[Tindakan yang Diminta]:
Tulis lanjutan teks tentang kontra narasi, dimulai tepat setelah kalimat terakhirnya.

[Teks yang Disediakan]:
Adakalanya, narasi tandingan yang kita buat tidak harus berhadap-hadapan dalam satu arus dengan narasi negatif yang ingin kita counter. Biarkan arus mereka mengalir. Kita cukup membuat arus baru yang secara tidak langsung akan melumat narasi negatif tadi.
Misal, dalam kasus vaksinasi yang sempat diisukan haram. Kontra narasi yang dibangun cukup lewat berita ramai-ramai ulama divaksin seperti dilakukan MUI lewat program vaksinasi bersama seluruh pengurus MUI. Kontra narasi seperti ini jauh lebih efektif ketimbang harus menjelaskan nama-nama ilmiah bahan yang digunakan serta proses pembuatan bahan vaksin yang tak semua masyarakat mudeng.

[Informasi yang Diberikan]:
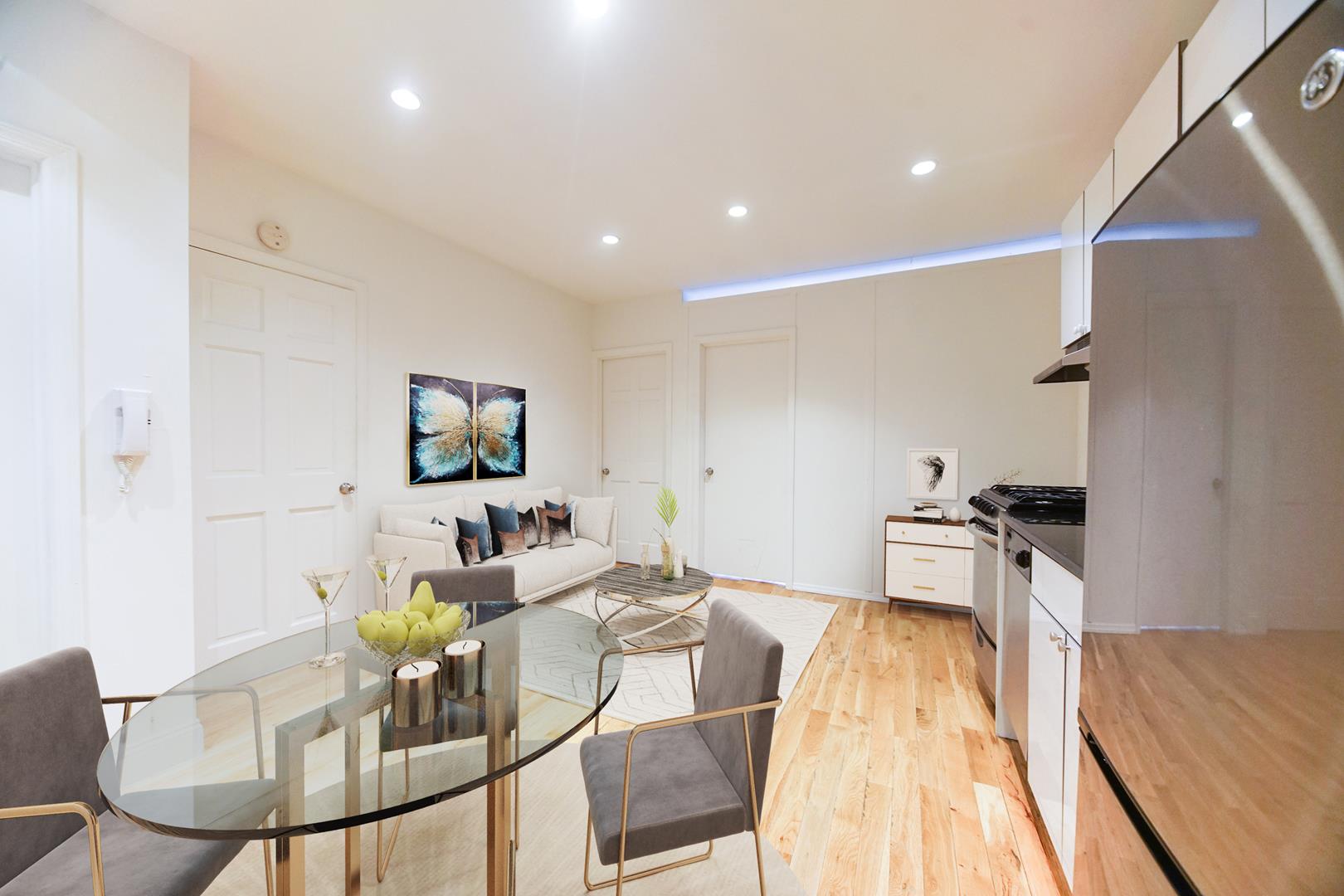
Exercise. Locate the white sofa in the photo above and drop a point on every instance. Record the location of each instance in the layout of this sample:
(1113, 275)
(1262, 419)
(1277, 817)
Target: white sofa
(407, 529)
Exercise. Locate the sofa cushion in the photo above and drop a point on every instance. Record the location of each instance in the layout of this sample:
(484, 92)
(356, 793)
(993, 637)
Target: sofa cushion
(593, 518)
(589, 557)
(538, 570)
(537, 497)
(424, 512)
(476, 503)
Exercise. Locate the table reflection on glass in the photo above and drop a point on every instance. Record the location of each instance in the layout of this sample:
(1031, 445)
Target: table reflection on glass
(319, 750)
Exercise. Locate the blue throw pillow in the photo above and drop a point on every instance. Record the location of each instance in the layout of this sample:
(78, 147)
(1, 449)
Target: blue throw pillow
(481, 529)
(502, 520)
(569, 509)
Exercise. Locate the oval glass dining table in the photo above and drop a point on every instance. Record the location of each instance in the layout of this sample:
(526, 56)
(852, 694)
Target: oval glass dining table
(264, 747)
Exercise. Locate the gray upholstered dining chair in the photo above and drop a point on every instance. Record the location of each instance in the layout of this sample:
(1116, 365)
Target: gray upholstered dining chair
(58, 835)
(679, 782)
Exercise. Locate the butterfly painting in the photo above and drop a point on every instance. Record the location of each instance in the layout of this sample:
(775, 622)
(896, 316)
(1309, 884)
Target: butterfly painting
(440, 430)
(500, 431)
(459, 430)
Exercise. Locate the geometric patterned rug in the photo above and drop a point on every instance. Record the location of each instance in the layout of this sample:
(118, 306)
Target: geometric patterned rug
(657, 685)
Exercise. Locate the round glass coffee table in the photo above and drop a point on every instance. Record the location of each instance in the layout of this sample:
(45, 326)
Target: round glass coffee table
(265, 747)
(626, 587)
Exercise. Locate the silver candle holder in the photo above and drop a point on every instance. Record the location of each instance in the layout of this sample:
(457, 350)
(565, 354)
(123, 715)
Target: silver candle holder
(464, 670)
(416, 687)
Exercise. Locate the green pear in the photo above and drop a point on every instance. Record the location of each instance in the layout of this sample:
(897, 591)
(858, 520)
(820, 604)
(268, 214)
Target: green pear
(424, 599)
(421, 638)
(368, 626)
(394, 635)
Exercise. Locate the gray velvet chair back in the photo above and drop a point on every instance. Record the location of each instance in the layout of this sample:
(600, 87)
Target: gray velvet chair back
(51, 733)
(492, 582)
(741, 665)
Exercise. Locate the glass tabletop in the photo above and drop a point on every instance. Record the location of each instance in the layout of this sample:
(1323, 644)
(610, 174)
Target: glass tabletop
(262, 744)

[Hasil Latihan]:
Adakalanya pula kita perlu mengetahui siapa di belakang pembuat narasi negatif tersebut, apa dugaan motifnya, bagaimana komposisi masyarakat yang pro dan kontra, serta narasi negatif apa saja yang banyak digunakan. Mungkin saja narasi negatif yang terbentuk di masyarakat murni karena ketidakpahaman, bukan karena konspirasi. Atau, boleh jadi juga karena keisengan. Semua ini bisa kita ketahui bila kita melakukan analisa terlebih dahulu.
Bagaimana caranya? Cermati arus diskusi di media sosial, terutama twitter. Sekarang, memonitor sekaligus menganalisa arus informasi yang beredar di media sosial dan platform online berbasis teknologi big data sudah sangat mudah. Ismail Fahmi, wakil ketua komisi Infokom MUI telah membuat sistem bernama Drone Emprit. Sistem ini memudahkan kita membuat kontra narasi yang tepat dan cepat.
Ada satu hal lagi yang harus diperhatikan oleh berbagai pihak dalam membuat kontra narasi atas isu negatif yang beredar. Yakni, literasi yang seragam. Keseragaman literasi ini penting untuk membuat asumsi-asumsi yang sama di tengah masyarakat. Jika asumsi berbeda-beda maka akan muncul misinformasi di tengah masyarakat meskipun tanpa disengaja.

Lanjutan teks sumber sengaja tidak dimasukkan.